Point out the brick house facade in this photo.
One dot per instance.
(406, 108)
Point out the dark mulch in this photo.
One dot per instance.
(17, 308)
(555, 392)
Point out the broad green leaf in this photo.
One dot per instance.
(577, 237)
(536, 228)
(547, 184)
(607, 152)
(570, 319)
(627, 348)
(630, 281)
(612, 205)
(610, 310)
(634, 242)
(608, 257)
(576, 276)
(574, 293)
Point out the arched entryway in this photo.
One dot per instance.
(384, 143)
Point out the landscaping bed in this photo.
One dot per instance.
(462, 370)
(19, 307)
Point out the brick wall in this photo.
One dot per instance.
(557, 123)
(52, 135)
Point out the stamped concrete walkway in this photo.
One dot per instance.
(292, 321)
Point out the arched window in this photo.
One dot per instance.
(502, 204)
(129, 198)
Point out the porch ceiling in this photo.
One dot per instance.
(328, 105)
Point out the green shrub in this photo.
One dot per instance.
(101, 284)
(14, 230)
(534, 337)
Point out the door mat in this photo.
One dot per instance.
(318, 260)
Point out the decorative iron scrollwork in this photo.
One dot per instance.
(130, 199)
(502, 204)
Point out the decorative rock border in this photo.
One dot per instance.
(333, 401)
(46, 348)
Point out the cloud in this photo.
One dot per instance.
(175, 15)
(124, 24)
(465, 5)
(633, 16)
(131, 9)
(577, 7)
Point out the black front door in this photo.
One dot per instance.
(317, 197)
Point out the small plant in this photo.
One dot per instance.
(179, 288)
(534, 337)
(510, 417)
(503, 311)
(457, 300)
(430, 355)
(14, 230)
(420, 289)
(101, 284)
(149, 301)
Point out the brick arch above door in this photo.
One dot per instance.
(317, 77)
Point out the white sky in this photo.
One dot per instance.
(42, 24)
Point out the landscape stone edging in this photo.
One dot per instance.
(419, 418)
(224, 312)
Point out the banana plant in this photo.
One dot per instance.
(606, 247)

——————

→ Consignes et exigences: Recopiez fidèlement chacune des lignes de la liste ci-dessus, du début à la fin.

→ Résultat complet:
Point out the brick house facade in this photo.
One dot per instance.
(406, 108)
Point out the dark mulch in this photo.
One dot per instance.
(17, 308)
(555, 392)
Point out the broad green leaf in this photo.
One dot per instance.
(577, 237)
(536, 228)
(547, 184)
(607, 152)
(570, 319)
(627, 348)
(630, 281)
(612, 205)
(610, 310)
(634, 242)
(608, 257)
(576, 276)
(574, 293)
Point out the arched entryway in this photo.
One dot per instance.
(384, 143)
Point out the landscaping bed in this photo.
One dot per instance.
(462, 370)
(19, 307)
Point out the brick wall in this photo.
One dot per instance.
(557, 123)
(52, 135)
Point out the stamped concrete walkway in this photo.
One dot per instance.
(292, 321)
Point out the arched window in this photo.
One dot per instance.
(502, 204)
(129, 198)
Point out the porch ceiling in this photo.
One dot per instance.
(328, 105)
Point out the green shrub in this photo.
One dot per instance.
(101, 284)
(14, 230)
(534, 337)
Point out the door mat in this photo.
One dot per instance.
(318, 260)
Point out the decorative iron scrollwork in this photo.
One dot per instance.
(130, 199)
(502, 204)
Point out the decorative rock border in this photo.
One dot per instance.
(333, 401)
(46, 348)
Point out the cloud in this photo.
One dot per instance.
(175, 15)
(124, 24)
(465, 5)
(633, 16)
(131, 9)
(577, 7)
Point out the black front door in this photo.
One dot per instance.
(317, 197)
Point out the small plant in this photo.
One dot per instance.
(179, 288)
(534, 337)
(510, 417)
(503, 311)
(457, 300)
(430, 355)
(14, 230)
(420, 289)
(101, 284)
(149, 301)
Point out the brick arch above door in this photo.
One dot per instance.
(317, 77)
Point out the white sky in this photo.
One dot per instance.
(42, 24)
Point out the landscape stone edging in this photo.
One dot per instance.
(419, 418)
(224, 312)
Point out the banana plant in this photo.
One dot per instance.
(606, 247)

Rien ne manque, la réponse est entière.